Stated exercise 1:
In the wedding-picture thread, what did Ruth n Jersey's party do when they realized they had forgotten about needing a witness?
Stated exercise 2:
Summarize the wedding-picture thread in two sentences.
Stated exercise 3:
From the wedding-picture thread, echo the passage that begins at the words "I didn't want" and stops after "still going strong.".

Text provided:
# Post Your Wedding Day Picture Here ... If married before the advent of photography then engravings .



## Greyson (Aug 23, 2017)

Way back in 1970 ... and still married (to the same person)
.


----------



## SeaBreeze (Aug 23, 2017)

Great photo Greyson, pretty wife, congratulations on your marriage...you have 6 years on me! :cool2:


----------



## applecruncher (Aug 23, 2017)

Here's a thread with some more wedding pics:

https://www.seniorforums.com/showth...-wedding-pictures!?highlight=wedding+pictures


----------



## jujube (Aug 23, 2017)

Prehistoric photography from my wedding:


----------



## Greyson (Aug 23, 2017)

I remember that wedding ... I was serving the drinks ...
.


----------



## Ruth n Jersey (Aug 23, 2017)

I didn't want a big wedding. The hubby to be picked me up at home, Mom snapped the photo and we drove to the church and was married in the parsonage. We forgot about needing a witness so they ran outside and got the gardener. The hubby to be was so nervous he forgot my name. We got through it and 20 minutes later we were on our honeymoon. First stop was a hot dog stand for lunch. That was 1972 and we are still going strong.


----------



## Pappy (Aug 24, 2017)

A long, long time ago. 1956 to be exact.


----------



## Ken N Tx (Aug 24, 2017)

Approaching 54 years!!!!!
.


----------



## Lon (Aug 24, 2017)

Second marriage lake tahoe 1991


----------



## Camper6 (Aug 24, 2017)

Keeripes. What a committment.  We didn't realize at the time and went into with our eyes closed.

Records shown:
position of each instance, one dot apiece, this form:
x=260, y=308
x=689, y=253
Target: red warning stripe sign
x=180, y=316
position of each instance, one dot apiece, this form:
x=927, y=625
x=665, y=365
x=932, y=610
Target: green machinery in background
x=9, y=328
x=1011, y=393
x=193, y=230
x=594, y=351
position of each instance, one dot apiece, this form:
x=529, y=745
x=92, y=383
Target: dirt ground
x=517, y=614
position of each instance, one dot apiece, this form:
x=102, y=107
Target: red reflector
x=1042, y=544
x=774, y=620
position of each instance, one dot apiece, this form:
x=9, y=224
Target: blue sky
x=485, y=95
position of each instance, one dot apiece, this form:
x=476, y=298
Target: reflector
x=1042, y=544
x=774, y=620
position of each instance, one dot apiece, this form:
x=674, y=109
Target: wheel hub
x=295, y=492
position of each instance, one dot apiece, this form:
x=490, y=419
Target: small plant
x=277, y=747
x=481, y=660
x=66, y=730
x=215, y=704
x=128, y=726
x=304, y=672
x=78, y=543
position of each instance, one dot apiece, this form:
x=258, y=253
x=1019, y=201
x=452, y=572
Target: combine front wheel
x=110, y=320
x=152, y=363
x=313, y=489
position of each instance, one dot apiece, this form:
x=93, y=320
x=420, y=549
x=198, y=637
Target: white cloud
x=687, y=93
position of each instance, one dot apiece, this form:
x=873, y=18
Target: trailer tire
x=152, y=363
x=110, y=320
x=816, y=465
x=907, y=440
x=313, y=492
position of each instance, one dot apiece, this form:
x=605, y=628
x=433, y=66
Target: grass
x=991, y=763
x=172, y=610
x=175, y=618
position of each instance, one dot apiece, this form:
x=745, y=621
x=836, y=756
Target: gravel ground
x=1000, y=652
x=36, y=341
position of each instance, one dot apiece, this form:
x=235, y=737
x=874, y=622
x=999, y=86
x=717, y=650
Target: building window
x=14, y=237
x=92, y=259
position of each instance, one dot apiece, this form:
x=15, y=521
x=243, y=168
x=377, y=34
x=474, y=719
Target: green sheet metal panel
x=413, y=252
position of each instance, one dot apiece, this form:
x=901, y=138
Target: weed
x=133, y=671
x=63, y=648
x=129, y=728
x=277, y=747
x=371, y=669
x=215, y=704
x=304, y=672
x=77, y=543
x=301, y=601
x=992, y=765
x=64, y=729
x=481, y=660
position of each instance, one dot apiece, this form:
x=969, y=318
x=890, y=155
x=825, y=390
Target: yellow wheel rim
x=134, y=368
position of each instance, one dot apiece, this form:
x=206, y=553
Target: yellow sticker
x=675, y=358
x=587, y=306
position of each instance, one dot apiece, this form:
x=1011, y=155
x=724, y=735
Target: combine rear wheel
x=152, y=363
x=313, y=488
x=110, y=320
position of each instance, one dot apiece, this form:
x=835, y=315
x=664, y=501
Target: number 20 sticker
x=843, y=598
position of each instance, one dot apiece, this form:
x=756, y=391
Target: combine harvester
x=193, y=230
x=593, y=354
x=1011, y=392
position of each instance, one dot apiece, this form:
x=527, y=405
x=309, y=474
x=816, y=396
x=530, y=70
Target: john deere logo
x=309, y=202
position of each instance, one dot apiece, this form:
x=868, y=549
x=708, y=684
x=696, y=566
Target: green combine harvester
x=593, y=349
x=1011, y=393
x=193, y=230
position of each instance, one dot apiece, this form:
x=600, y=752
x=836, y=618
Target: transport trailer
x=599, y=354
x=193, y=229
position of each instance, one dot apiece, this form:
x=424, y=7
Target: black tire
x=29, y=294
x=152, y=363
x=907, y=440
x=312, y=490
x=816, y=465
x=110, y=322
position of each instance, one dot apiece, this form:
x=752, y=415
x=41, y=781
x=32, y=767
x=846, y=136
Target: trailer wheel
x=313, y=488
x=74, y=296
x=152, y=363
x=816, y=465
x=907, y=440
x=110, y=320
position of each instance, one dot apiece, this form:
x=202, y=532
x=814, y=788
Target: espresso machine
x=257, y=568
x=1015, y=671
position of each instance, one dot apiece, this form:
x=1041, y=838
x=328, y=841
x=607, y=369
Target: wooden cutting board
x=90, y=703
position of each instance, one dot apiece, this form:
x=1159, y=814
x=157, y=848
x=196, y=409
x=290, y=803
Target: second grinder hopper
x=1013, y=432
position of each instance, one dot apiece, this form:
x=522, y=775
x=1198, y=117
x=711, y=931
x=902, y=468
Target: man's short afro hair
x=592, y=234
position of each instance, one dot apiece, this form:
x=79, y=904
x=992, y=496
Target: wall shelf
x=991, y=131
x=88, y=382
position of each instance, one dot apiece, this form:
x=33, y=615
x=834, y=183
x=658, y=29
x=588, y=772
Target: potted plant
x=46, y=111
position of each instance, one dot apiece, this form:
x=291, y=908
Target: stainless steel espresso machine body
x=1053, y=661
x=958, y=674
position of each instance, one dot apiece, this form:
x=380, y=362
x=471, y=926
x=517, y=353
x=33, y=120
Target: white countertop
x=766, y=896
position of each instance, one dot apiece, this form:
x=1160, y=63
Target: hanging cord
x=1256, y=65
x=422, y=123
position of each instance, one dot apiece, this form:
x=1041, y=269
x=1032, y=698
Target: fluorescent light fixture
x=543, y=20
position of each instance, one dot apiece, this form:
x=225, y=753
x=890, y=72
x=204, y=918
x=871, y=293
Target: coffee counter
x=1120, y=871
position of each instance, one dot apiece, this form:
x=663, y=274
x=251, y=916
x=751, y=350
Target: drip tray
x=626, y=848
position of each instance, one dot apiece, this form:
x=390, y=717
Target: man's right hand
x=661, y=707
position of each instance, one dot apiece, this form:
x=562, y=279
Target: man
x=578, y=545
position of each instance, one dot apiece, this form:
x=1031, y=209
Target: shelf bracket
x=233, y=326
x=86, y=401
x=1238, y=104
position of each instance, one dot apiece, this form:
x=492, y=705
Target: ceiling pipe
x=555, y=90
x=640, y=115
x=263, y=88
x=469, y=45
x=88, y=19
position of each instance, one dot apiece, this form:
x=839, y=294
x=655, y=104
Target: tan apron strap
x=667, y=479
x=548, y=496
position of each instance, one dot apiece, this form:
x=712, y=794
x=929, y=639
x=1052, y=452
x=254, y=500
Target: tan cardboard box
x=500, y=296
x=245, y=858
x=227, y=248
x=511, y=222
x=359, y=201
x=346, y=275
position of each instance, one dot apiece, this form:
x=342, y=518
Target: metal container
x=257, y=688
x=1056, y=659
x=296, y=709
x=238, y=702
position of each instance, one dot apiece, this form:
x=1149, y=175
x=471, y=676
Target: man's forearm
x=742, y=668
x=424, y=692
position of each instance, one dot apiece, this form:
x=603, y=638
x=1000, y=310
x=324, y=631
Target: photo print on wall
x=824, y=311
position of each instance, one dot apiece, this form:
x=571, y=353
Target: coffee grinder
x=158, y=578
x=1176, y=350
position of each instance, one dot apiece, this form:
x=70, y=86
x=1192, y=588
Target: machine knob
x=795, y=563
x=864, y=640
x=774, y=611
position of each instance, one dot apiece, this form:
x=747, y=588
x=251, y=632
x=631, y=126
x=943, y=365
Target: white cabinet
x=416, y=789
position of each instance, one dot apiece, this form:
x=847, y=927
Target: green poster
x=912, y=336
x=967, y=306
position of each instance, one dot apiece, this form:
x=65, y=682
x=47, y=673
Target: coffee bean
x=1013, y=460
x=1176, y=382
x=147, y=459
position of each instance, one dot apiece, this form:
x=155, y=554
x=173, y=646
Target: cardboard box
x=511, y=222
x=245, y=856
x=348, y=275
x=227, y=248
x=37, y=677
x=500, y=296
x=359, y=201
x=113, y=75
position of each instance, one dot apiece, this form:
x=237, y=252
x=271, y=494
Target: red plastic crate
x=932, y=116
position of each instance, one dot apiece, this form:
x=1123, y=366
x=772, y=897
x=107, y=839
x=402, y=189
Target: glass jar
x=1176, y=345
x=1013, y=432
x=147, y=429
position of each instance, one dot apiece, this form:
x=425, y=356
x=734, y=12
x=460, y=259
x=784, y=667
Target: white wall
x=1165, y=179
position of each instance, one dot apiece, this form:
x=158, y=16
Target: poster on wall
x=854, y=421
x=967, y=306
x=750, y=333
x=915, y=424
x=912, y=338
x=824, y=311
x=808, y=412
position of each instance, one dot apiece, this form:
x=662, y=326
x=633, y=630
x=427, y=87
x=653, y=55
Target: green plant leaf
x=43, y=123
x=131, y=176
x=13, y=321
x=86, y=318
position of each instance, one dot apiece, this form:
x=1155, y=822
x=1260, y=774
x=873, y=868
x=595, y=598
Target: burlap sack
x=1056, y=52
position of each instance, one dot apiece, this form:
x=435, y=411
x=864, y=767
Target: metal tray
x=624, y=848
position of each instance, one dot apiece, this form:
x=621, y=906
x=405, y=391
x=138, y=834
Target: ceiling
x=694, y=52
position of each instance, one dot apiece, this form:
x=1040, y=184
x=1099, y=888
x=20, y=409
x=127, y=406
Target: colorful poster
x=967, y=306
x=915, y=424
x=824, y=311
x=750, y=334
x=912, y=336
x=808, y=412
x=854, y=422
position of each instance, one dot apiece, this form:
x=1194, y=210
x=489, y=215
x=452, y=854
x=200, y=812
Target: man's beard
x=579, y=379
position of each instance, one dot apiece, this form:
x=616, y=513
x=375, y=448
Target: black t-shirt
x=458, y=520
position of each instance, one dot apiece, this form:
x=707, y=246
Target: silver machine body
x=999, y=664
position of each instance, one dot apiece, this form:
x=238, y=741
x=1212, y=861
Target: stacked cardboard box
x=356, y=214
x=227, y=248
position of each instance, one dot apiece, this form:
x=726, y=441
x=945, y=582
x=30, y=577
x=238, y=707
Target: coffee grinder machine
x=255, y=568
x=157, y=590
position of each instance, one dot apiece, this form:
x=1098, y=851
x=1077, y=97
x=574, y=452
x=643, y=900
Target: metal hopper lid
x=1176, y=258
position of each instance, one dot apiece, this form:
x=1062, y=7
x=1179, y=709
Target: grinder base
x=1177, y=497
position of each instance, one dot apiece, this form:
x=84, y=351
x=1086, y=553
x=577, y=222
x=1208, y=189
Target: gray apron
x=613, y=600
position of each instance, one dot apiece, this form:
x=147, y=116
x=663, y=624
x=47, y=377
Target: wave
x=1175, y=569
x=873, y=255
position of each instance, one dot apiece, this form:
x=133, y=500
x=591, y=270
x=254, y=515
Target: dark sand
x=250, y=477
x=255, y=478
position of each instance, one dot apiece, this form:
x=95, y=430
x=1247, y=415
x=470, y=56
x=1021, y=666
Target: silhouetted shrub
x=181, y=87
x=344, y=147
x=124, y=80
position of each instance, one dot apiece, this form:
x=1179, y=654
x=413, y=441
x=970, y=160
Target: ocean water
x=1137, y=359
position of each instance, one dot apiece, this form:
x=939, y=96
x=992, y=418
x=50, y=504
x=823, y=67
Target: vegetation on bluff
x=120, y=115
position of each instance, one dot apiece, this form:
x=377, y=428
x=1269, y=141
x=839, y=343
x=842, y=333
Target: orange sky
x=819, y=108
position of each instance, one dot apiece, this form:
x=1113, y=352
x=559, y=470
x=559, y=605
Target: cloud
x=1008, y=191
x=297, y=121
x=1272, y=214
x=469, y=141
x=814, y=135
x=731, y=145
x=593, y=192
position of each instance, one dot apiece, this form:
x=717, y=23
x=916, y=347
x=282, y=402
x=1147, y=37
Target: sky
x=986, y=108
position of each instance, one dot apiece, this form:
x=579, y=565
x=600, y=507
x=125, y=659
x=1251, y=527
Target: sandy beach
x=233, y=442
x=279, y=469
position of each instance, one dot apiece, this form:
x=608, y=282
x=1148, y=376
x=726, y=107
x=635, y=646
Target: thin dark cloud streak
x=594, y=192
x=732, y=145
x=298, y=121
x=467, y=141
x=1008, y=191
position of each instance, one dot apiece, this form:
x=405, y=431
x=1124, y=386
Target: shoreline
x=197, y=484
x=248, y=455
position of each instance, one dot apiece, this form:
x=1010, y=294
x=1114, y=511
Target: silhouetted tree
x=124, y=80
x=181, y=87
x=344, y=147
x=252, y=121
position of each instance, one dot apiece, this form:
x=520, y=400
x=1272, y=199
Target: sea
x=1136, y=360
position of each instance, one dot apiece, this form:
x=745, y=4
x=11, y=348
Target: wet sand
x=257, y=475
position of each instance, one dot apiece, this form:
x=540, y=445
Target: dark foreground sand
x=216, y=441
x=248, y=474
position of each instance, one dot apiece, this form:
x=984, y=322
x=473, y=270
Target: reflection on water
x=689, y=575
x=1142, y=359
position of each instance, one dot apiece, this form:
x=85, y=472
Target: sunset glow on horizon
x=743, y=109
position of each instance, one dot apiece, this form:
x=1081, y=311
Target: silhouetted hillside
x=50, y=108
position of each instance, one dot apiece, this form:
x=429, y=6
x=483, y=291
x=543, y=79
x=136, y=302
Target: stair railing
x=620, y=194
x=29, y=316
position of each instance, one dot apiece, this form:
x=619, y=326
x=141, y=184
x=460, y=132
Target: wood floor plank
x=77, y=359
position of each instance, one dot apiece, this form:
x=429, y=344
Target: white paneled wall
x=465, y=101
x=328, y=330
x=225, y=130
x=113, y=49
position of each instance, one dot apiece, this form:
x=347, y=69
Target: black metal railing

Reply 1:
They ran outside and got the gardener.

Reply 2:
Forum members answer a call to post their wedding day pictures and mention wedding years such as 1956, 1970, 1972 and a 1991 second marriage. Ruth n Jersey describes a small wedding in the parsonage, where the gardener served as witness and the first honeymoon stop was a hot dog stand.

Reply 3:
I didn't want a big wedding. The hubby to be picked me up at home, Mom snapped the photo and we drove to the church and was married in the parsonage. We forgot about needing a witness so they ran outside and got the gardener. The hubby to be was so nervous he forgot my name. We got through it and 20 minutes later we were on our honeymoon. First stop was a hot dog stand for lunch. That was 1972 and we are still going strong.